[[ SOURCE DOCUMENT open ]]
It ranks as one of the largest and best print room collections in existence alongside the Albertina in Vienna, the Musée du Louvre collections and the Hermitage. The holdings are easily accessible to the general public in the Study Room, unlike many such collections. The Department also has its own exhibition gallery in Room 90, where the displays and exhibitions change several times a year.

Since its foundation in 1808 the Prints and Drawings collection has grown to international renown as one of the richest and most representative collections in the world. There are approximately 50,000 drawings and over two million prints. The collection of drawings covers the period from the 14th century to the present, and includes many works of the highest quality by the leading artists of the European schools. The collection of prints covers the tradition of fine printmaking from its beginnings in the 15th century up to the present, with near complete holdings of most of the great names before the 19th century.

There are magnificent groups of drawings by Leonardo da Vinci, Raphael, Michelangelo, (including his only surviving full-scale cartoon), Dürer (a collection of 138 drawings is one of the finest in existence), Peter Paul Rubens, Rembrandt, Claude and Watteau, and largely complete collections of the works of all the great printmakers including Dürer (99 engravings, 6 etchings and most of his 346 woodcuts), Rembrandt and Goya. More than 30,000 British drawings and watercolours include important examples of work by Hogarth, Sandby, Turner, Girtin, Constable, Cotman, Cox, Gillray, Rowlandson and Cruikshank, as well as all the great Victorians. There are about a million British prints including more than 20,000 satires and outstanding collections of works by William Blake and Thomas Bewick.
[[ SOURCE DOCUMENT closed ]]
§ **EXERCISE TASKS**
1. In the Prints and Drawings text, switch "international renown" to "worldwide fame" and write out the part that opens with the words containing "Since its foundation" and closes with "the 19th century.".
2. According to the Prints and Drawings text, in what year was the collection founded?
[[ DATA TO EXAMINE open ]]
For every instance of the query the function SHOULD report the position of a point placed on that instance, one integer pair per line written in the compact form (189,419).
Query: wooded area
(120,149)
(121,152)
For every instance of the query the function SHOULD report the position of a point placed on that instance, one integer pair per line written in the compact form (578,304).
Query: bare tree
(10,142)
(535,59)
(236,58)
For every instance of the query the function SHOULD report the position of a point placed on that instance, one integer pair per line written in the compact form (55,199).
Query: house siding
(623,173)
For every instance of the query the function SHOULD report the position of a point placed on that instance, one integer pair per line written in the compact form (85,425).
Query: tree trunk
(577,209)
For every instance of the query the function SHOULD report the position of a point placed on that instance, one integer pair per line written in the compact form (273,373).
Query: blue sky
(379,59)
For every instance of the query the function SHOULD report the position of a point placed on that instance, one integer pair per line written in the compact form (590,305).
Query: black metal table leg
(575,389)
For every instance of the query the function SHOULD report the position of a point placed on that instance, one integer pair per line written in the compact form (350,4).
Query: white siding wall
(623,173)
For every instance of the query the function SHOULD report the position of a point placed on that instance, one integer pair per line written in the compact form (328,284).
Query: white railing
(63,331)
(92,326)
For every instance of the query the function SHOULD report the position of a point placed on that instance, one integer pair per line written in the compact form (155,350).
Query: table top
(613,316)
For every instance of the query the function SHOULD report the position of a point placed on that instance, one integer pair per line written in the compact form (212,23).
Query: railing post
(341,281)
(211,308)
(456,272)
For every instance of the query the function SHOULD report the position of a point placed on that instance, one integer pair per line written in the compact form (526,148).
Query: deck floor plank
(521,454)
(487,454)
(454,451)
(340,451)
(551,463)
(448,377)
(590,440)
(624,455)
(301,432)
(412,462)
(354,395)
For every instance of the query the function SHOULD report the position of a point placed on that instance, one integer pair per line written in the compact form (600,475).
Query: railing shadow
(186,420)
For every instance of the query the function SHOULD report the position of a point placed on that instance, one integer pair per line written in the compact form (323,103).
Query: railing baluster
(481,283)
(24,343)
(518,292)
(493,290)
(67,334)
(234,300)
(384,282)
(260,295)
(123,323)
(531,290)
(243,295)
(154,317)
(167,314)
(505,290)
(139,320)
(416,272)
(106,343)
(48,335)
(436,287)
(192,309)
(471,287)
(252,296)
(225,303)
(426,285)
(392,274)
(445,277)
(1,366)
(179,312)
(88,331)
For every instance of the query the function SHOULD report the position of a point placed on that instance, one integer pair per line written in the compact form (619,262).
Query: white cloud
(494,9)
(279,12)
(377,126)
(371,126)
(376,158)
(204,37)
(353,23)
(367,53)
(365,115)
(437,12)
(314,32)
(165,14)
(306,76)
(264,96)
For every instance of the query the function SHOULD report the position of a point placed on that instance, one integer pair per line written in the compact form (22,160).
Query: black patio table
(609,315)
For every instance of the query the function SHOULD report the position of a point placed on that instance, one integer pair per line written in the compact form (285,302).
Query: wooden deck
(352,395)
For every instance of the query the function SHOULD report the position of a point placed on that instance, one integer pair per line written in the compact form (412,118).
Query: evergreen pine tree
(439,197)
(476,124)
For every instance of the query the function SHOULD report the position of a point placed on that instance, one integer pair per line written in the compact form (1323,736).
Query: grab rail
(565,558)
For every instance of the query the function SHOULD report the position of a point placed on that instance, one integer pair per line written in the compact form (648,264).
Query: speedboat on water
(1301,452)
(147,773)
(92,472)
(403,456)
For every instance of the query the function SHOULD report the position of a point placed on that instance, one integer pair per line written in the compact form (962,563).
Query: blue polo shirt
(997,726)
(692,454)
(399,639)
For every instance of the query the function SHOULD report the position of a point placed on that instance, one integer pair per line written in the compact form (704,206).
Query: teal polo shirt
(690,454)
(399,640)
[[ DATA TO EXAMINE closed ]]
§ **EXERCISE RESPONSES**
1.
Since its foundation in 1808 the Prints and Drawings collection has grown to worldwide fame as one of the richest and most representative collections in the world. There are approximately 50,000 drawings and over two million prints. The collection of drawings covers the period from the 14th century to the present, and includes many works of the highest quality by the leading artists of the European schools. The collection of prints covers the tradition of fine printmaking from its beginnings in the 15th century up to the present, with near complete holdings of most of the great names before the 19th century.

2. 1808